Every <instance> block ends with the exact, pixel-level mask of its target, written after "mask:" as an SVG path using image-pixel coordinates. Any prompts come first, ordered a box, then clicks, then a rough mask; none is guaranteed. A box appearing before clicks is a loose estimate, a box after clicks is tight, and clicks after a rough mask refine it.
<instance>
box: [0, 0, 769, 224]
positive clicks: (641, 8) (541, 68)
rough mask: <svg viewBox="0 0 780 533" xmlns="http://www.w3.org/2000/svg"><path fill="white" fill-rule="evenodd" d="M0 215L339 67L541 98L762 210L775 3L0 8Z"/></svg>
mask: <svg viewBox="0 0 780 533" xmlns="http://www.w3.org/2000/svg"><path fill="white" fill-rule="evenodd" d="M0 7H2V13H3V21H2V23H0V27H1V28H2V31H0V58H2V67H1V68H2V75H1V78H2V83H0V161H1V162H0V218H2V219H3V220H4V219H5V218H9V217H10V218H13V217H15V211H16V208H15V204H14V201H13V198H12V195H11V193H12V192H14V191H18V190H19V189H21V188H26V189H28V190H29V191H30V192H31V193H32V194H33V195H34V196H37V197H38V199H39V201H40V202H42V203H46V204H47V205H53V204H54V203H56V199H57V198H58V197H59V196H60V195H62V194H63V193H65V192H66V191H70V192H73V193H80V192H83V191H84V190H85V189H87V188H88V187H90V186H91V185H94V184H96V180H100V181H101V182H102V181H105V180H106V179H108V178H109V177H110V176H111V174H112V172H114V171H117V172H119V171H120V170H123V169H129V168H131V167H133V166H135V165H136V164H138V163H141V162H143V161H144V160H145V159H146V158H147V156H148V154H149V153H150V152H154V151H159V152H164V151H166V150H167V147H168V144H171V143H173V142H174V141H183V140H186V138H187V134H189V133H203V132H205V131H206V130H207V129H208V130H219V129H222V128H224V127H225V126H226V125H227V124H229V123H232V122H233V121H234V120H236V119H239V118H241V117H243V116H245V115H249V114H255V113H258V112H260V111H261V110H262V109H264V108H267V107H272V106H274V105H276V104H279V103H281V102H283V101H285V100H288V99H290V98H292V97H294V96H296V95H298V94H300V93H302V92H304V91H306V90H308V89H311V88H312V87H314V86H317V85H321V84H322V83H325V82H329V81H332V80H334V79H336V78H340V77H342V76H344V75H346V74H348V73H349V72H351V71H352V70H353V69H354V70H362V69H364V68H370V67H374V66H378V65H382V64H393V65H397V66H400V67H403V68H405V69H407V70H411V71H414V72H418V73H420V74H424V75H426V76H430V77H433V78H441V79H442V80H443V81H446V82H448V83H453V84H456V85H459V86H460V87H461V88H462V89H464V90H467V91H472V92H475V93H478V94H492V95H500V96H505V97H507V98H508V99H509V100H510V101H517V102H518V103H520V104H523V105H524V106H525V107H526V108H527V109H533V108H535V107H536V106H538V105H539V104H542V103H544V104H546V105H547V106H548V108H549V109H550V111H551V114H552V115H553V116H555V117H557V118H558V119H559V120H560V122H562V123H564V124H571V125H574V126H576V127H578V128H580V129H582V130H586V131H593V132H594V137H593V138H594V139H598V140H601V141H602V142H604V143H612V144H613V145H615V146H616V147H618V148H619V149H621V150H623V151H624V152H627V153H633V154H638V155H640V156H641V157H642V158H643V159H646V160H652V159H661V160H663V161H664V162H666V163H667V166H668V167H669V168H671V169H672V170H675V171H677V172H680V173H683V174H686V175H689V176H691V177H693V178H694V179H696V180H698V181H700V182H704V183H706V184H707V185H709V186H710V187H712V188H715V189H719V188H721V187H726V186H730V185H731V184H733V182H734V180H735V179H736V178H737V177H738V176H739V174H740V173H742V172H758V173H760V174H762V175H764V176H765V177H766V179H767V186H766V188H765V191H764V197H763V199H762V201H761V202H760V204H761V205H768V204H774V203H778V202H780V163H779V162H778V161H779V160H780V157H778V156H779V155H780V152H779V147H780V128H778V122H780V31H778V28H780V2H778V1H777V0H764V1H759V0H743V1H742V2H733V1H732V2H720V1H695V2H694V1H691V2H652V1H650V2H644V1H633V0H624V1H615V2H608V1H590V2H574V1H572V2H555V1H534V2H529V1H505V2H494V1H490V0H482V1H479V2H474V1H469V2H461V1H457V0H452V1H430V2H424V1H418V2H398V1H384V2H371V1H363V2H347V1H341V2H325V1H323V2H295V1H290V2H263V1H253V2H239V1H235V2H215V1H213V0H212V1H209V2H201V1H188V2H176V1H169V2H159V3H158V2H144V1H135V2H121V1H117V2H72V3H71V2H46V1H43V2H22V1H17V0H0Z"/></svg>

## AIM OF THE EXERCISE
Rewrite the records above as a Markdown table with two columns, Row and Line. Give each nonblank line its own row, numbered in order, and leave out blank lines.

## YOUR RESPONSE
| Row | Line |
|---|---|
| 1 | Every <instance> block ends with the exact, pixel-level mask of its target, written after "mask:" as an SVG path using image-pixel coordinates. Any prompts come first, ordered a box, then clicks, then a rough mask; none is guaranteed. A box appearing before clicks is a loose estimate, a box after clicks is tight, and clicks after a rough mask refine it. |
| 2 | <instance> |
| 3 | box: [0, 0, 769, 224] |
| 4 | positive clicks: (641, 8) (541, 68) |
| 5 | rough mask: <svg viewBox="0 0 780 533" xmlns="http://www.w3.org/2000/svg"><path fill="white" fill-rule="evenodd" d="M0 215L339 67L541 98L762 210L775 3L0 8Z"/></svg> |
| 6 | mask: <svg viewBox="0 0 780 533" xmlns="http://www.w3.org/2000/svg"><path fill="white" fill-rule="evenodd" d="M0 7H2V13H3V21H2V23H0V27H1V28H2V31H0V58H2V67H1V68H2V75H1V78H2V83H0V161H1V162H0V218H2V219H3V220H4V219H5V218H9V217H10V218H13V217H15V211H16V208H15V204H14V201H13V198H12V195H11V193H12V192H14V191H18V190H19V189H21V188H26V189H28V190H29V191H30V192H31V193H32V194H33V195H34V196H37V197H38V199H39V201H40V202H42V203H46V204H47V205H53V204H54V203H56V199H57V198H58V197H59V196H60V195H62V194H63V193H65V192H66V191H70V192H73V193H80V192H83V191H84V190H85V189H87V188H88V187H90V186H91V185H94V184H96V180H100V181H101V182H102V181H105V180H106V179H108V178H109V177H110V176H111V174H112V172H114V171H117V172H119V171H120V170H123V169H129V168H131V167H133V166H135V165H136V164H138V163H141V162H143V161H144V160H145V159H146V158H147V156H148V154H149V153H150V152H154V151H159V152H164V151H166V150H167V147H168V144H171V143H173V142H174V141H183V140H186V138H187V134H189V133H203V132H205V131H206V130H207V129H208V130H219V129H222V128H224V127H225V126H226V125H227V124H229V123H232V122H233V121H234V120H236V119H239V118H241V117H243V116H245V115H249V114H255V113H258V112H260V111H261V110H262V109H264V108H267V107H272V106H274V105H276V104H279V103H281V102H283V101H285V100H288V99H290V98H292V97H294V96H296V95H298V94H300V93H302V92H304V91H306V90H308V89H311V88H312V87H314V86H317V85H321V84H322V83H325V82H329V81H332V80H334V79H336V78H340V77H342V76H344V75H346V74H348V73H349V72H351V71H352V70H353V69H354V70H362V69H364V68H370V67H374V66H378V65H382V64H393V65H397V66H400V67H403V68H405V69H407V70H411V71H414V72H418V73H420V74H424V75H426V76H430V77H433V78H441V79H442V80H443V81H446V82H448V83H453V84H456V85H459V86H460V87H461V88H462V89H464V90H467V91H472V92H475V93H478V94H492V95H500V96H505V97H507V98H508V99H509V100H510V101H517V102H518V103H520V104H523V105H524V106H525V107H526V108H527V109H533V108H535V107H536V106H538V105H539V104H542V103H544V104H546V105H547V106H548V108H549V109H550V111H551V114H552V115H553V116H555V117H557V118H558V119H559V120H560V122H562V123H564V124H571V125H574V126H576V127H578V128H580V129H582V130H586V131H593V132H594V137H593V138H594V139H598V140H601V141H602V142H604V143H612V144H613V145H615V146H616V147H618V148H619V149H621V150H623V151H624V152H627V153H633V154H638V155H640V156H641V157H642V158H643V159H646V160H652V159H661V160H663V161H664V162H666V163H667V166H668V167H669V168H671V169H672V170H675V171H677V172H680V173H683V174H686V175H689V176H691V177H693V178H694V179H696V180H698V181H700V182H704V183H706V184H707V185H709V186H710V187H712V188H715V189H719V188H721V187H726V186H730V185H731V184H733V182H734V180H735V179H736V178H737V177H738V176H739V174H740V173H742V172H758V173H760V174H762V175H764V176H765V177H766V179H767V186H766V188H765V191H764V197H763V199H762V201H761V202H760V204H761V205H768V204H774V203H778V202H780V163H779V162H778V161H779V160H780V157H778V156H779V155H780V152H779V147H780V128H778V122H780V31H778V28H780V2H778V1H777V0H764V1H759V0H743V1H742V2H733V1H732V2H720V1H695V2H694V1H691V2H652V1H650V2H644V1H633V0H624V1H615V2H608V1H590V2H574V1H572V2H555V1H534V2H529V1H505V2H494V1H490V0H482V1H479V2H474V1H469V2H461V1H457V0H452V1H430V2H424V1H418V2H398V1H384V2H371V1H363V2H347V1H341V2H325V1H323V2H295V1H290V2H263V1H253V2H239V1H235V2H215V1H213V0H212V1H209V2H201V1H188V2H176V1H169V2H159V3H158V2H144V1H135V2H121V1H117V2H72V3H71V2H46V1H43V2H22V1H17V0H0Z"/></svg> |